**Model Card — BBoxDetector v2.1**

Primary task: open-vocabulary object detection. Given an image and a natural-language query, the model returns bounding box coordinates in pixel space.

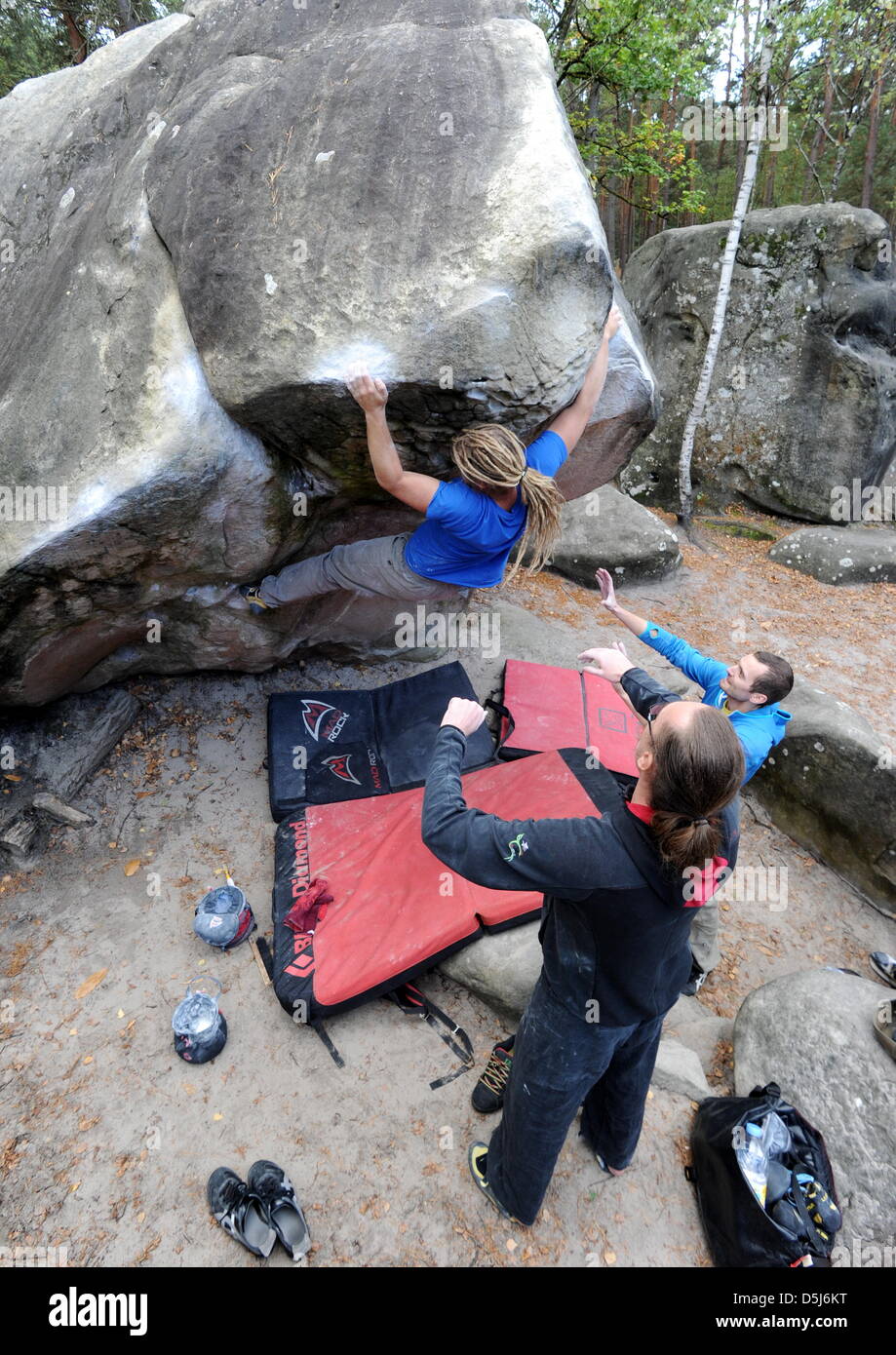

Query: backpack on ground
[684,1083,841,1267]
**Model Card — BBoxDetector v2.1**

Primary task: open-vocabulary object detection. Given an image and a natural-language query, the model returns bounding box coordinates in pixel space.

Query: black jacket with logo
[421,670,737,1027]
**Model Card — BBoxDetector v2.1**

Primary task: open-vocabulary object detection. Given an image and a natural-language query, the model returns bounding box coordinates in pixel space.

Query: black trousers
[486,974,666,1223]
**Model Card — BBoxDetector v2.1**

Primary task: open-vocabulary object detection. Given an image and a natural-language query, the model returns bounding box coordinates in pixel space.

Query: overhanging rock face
[0,0,656,703]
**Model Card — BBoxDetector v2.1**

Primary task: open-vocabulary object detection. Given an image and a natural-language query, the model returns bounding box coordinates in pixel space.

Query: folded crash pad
[272,750,619,1022]
[500,659,640,776]
[267,663,494,821]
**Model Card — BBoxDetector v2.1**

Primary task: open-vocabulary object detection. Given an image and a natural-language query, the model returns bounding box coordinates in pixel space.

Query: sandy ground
[0,520,896,1267]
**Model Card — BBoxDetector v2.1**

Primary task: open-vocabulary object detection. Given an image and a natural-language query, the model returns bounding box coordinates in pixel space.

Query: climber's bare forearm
[549,333,610,451]
[612,681,646,725]
[604,603,646,636]
[365,409,439,512]
[365,409,404,492]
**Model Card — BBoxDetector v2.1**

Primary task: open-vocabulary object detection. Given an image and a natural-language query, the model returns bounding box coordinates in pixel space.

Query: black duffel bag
[684,1083,839,1267]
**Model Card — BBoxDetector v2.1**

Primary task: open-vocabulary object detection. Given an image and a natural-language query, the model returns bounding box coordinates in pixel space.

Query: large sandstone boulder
[750,678,896,917]
[552,485,682,588]
[768,527,896,584]
[735,969,896,1246]
[0,0,656,703]
[622,202,896,522]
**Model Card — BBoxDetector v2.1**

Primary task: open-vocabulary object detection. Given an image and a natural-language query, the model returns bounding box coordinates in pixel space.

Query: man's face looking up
[719,654,768,706]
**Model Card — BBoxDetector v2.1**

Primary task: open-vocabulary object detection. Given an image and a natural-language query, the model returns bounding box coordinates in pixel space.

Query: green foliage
[0,0,183,97]
[528,0,896,251]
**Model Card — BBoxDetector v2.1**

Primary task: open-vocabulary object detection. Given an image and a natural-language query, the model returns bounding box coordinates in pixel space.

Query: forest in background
[0,0,896,271]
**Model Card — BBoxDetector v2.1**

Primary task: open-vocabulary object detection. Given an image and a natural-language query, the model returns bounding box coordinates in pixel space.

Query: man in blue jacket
[597,569,793,996]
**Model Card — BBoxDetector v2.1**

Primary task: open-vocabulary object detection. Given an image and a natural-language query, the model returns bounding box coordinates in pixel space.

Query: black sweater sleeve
[619,668,682,719]
[421,725,605,900]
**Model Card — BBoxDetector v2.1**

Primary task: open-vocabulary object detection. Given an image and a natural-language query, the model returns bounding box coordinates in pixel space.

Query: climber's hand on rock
[594,569,619,611]
[579,645,635,681]
[442,696,486,734]
[347,371,389,413]
[604,306,622,341]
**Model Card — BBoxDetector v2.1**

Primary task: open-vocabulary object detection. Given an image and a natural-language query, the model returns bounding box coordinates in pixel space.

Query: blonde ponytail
[451,424,565,583]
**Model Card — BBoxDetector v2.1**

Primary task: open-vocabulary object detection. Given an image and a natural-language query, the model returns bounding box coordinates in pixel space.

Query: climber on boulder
[234,306,621,612]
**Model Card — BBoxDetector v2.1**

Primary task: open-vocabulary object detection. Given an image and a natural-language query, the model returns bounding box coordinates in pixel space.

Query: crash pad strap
[383,984,475,1091]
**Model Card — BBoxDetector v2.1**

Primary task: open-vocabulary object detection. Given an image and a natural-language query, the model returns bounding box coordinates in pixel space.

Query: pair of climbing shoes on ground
[206,1160,312,1261]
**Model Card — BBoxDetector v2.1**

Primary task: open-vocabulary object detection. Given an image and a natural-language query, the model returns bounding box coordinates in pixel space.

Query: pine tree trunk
[862,55,886,208]
[678,0,782,535]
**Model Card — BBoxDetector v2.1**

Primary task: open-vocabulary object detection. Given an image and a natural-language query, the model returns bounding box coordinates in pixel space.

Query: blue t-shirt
[404,428,566,588]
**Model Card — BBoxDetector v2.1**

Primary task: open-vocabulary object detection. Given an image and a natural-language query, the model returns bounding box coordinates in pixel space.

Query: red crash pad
[501,659,640,776]
[274,750,619,1018]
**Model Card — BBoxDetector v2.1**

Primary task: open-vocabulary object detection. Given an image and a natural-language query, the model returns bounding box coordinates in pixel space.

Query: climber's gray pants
[259,531,469,607]
[691,901,721,973]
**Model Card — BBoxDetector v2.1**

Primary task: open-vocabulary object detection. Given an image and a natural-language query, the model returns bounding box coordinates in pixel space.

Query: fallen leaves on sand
[74,969,108,1001]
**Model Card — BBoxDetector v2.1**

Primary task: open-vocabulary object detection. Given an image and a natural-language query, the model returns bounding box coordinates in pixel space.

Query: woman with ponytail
[421,678,744,1225]
[240,306,622,612]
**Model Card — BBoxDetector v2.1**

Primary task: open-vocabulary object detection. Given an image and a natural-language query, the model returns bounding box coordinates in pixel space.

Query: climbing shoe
[682,961,709,997]
[248,1160,312,1261]
[868,949,896,987]
[466,1143,526,1227]
[240,584,272,616]
[206,1167,277,1257]
[875,997,896,1059]
[470,1035,515,1115]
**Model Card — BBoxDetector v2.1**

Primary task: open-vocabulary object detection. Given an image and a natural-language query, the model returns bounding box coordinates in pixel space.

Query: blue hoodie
[639,621,791,785]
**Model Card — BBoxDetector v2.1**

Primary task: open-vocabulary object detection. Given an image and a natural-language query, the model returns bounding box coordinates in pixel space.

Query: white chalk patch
[73,480,115,522]
[312,339,397,381]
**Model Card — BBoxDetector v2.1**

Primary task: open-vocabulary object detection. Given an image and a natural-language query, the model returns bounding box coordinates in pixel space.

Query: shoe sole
[868,955,896,987]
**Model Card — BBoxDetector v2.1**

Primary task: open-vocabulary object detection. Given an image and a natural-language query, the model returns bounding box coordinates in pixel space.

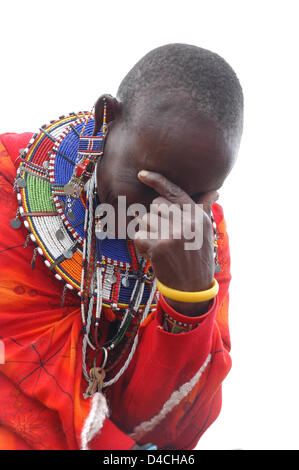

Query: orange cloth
[0,133,231,450]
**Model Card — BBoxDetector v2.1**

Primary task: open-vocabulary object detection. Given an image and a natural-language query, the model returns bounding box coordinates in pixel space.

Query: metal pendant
[10,217,22,230]
[62,250,74,259]
[121,276,130,287]
[63,183,74,196]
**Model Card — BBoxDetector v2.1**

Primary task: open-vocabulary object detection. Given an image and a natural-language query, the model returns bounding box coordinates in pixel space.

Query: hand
[135,170,218,315]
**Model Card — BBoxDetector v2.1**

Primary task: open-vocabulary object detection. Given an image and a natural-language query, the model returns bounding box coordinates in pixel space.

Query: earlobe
[93,94,120,136]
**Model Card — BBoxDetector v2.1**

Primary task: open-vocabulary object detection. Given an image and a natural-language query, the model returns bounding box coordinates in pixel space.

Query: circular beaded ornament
[13,112,101,292]
[11,111,156,309]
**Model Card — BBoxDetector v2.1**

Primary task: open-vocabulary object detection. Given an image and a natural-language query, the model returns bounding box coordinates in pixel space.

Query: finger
[138,170,191,204]
[138,210,159,232]
[134,230,154,259]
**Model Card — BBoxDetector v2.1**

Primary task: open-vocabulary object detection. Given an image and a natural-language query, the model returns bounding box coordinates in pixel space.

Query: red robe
[0,133,231,450]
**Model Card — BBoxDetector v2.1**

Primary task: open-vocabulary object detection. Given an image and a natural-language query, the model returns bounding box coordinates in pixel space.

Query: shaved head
[117,44,243,160]
[94,44,243,213]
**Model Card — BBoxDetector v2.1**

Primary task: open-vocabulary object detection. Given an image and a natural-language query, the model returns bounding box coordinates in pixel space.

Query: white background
[0,0,299,450]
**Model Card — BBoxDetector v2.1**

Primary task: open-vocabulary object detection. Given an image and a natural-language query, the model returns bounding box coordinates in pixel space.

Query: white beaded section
[130,354,212,442]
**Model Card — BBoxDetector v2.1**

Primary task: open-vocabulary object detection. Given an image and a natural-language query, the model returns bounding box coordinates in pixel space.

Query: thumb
[195,190,219,213]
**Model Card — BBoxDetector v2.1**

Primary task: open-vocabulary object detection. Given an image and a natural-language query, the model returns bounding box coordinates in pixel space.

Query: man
■ ■ ■ ■ ■ ■ ■
*What you will do*
Copy the records word for word, starting at the very first line and stopping after the line that contains "[684,1083,841,1267]". Leave the pictures out of your copy.

*Result for this task*
**Model Card — BBoxDetector v2.1**

Primary task: open-vocabulary object detection. Given an image and a natural-language query, the model returns bounding box coordinates in pixel space.


Query: backpack on ground
[684,1083,841,1267]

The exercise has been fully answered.